▶ **Source extract**:
□ □ □ □ □ □ □

Stalin always insisted that his armies were unprepared for the German attack. However, after the war it transpired that not only Churchill, but also Germans from the Rote Kapelle had warned him. Even Hitler's personal secretary, Martin Borman, provided information via his private radio station, out of megalomania and an all-pervading inferiority complex. His body was never found in the Berlin ruins because the Russians spirited him away to Moscow where he died in the early sixties.
When the advance in the south progressed better than expected,
plans were changed, and the city became the focal point of the
German command. The 6.Armee was able to occupy part of Stalingrad,
but when Stalin gave his famous order to defend the city
or die, and Hitler countered with his order to hold Stalingrad
to the last man and the last bullet, its fate was sealed and both
dictators hung on with grim determination to the end.
Fortunes turned when the Russians were able to cut through the
lines of the Roumanian divisions west of the city, threatening
Armeegruppe Don and forcing 4.Panzerarmee to regroup. This move
almost cut off 6.Armee, commanded by Generaloberst Paulus, and
it was left to 4.Panzerarmee under Generaloberst Hoth to advance
and smash the Russian stranglehold.
They almost succeeded by 40 km, and then waited for Paulus to commence his break-out in order to save his army which was fast running out of supplies. But in the meantime it had become clear that Hitler refused to give up Stalingrad, and when Goering made his rash, absurd promise of supplying the defenders via an air- bridge, Paulus' and his army were doomed.

□ □ □ □ □ □ □

▶ **Given data**:
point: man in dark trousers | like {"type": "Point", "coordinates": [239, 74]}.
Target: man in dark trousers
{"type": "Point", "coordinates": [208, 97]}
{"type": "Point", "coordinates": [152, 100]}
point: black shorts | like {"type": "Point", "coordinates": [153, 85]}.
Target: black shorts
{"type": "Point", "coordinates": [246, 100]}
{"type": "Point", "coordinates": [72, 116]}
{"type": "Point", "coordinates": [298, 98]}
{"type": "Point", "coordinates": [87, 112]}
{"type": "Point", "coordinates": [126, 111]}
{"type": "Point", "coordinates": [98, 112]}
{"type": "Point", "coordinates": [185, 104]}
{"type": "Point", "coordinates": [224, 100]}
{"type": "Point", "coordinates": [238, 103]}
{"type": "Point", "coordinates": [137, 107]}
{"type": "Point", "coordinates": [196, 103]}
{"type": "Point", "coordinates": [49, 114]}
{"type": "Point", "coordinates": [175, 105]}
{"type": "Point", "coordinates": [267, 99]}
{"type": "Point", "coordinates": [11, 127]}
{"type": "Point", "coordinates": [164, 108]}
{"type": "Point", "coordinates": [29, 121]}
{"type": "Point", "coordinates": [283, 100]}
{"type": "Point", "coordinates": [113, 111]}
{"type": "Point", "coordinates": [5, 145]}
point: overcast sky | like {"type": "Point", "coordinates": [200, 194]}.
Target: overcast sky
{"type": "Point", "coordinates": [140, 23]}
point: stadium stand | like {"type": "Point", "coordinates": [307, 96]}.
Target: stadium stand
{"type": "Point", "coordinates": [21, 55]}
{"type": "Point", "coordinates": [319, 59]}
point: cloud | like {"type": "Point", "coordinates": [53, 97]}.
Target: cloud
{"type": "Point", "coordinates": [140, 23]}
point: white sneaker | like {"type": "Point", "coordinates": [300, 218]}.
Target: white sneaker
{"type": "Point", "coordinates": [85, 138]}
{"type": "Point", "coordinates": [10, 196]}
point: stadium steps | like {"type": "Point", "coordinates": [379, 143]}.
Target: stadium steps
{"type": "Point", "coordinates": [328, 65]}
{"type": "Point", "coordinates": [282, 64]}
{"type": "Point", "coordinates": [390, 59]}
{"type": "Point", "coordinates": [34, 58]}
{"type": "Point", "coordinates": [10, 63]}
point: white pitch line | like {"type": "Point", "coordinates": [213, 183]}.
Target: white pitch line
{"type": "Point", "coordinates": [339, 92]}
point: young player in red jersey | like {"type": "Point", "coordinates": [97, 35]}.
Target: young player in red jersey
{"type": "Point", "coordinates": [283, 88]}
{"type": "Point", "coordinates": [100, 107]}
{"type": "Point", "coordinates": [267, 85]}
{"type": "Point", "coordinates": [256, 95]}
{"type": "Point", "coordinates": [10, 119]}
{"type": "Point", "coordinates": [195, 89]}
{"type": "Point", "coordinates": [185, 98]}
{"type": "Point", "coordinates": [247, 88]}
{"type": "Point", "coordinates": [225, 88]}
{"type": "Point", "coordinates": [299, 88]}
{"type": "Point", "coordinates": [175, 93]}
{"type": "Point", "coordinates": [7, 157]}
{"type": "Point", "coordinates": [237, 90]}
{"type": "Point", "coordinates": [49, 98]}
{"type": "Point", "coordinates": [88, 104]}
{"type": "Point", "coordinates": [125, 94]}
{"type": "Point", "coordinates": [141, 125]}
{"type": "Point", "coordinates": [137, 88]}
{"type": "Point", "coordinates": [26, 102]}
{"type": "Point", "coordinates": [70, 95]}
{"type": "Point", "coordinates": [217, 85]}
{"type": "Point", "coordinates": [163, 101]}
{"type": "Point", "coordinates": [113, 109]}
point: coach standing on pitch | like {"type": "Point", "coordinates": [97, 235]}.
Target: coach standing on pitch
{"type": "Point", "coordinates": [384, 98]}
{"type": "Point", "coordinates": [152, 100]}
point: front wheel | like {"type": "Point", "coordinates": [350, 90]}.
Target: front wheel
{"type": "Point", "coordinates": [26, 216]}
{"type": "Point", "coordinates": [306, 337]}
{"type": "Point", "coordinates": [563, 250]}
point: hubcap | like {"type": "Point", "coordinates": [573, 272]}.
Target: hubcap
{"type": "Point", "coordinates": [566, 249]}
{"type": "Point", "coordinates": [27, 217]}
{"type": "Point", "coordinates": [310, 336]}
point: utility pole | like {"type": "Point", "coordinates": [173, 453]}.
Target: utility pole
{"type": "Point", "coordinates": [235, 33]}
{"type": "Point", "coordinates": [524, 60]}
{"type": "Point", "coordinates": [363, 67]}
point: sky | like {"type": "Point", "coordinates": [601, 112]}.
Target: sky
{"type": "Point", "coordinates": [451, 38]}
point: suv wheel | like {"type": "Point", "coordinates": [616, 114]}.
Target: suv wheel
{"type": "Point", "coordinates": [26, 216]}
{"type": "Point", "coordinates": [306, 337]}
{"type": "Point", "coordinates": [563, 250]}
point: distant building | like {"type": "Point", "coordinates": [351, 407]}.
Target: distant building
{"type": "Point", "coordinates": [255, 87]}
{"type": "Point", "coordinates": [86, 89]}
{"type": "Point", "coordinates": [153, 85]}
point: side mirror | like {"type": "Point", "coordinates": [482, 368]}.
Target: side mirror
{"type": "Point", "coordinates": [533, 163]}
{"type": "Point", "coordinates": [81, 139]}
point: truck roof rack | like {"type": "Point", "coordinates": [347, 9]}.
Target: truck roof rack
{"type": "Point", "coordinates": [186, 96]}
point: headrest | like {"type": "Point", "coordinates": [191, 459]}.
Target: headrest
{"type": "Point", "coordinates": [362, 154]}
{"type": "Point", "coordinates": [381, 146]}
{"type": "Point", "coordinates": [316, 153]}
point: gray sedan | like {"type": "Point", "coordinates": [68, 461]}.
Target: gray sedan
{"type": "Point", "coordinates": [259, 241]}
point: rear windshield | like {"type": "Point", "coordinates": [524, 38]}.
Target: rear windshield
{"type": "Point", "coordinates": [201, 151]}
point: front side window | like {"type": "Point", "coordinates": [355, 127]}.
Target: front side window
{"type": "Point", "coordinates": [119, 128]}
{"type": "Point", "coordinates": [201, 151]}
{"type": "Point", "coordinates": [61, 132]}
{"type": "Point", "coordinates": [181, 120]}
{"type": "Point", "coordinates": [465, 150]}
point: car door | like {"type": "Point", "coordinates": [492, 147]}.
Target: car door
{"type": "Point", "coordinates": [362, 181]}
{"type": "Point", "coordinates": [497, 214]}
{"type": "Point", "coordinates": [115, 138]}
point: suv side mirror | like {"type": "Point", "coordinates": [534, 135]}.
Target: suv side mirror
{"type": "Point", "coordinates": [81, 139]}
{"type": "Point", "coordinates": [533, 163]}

□ □ □ □ □ □ □

▶ **Tasks and exercises**:
- 1) Transcribe everything in the Stalingrad passage from "Fortunes turned when" down to "the Russian stranglehold.".
- 2) Please restate word for word everything in the listing from the line containing "point: car door" down to the final line of the listing.

▶ **Per-task answers**:
- 1)
Fortunes turned when the Russians were able to cut through the
lines of the Roumanian divisions west of the city, threatening
Armeegruppe Don and forcing 4.Panzerarmee to regroup. This move
almost cut off 6.Armee, commanded by Generaloberst Paulus, and
it was left to 4.Panzerarmee under Generaloberst Hoth to advance
and smash the Russian stranglehold.

- 2)
point: car door | like {"type": "Point", "coordinates": [492, 147]}.
Target: car door
{"type": "Point", "coordinates": [362, 181]}
{"type": "Point", "coordinates": [497, 214]}
{"type": "Point", "coordinates": [115, 138]}
point: suv side mirror | like {"type": "Point", "coordinates": [534, 135]}.
Target: suv side mirror
{"type": "Point", "coordinates": [81, 139]}
{"type": "Point", "coordinates": [533, 163]}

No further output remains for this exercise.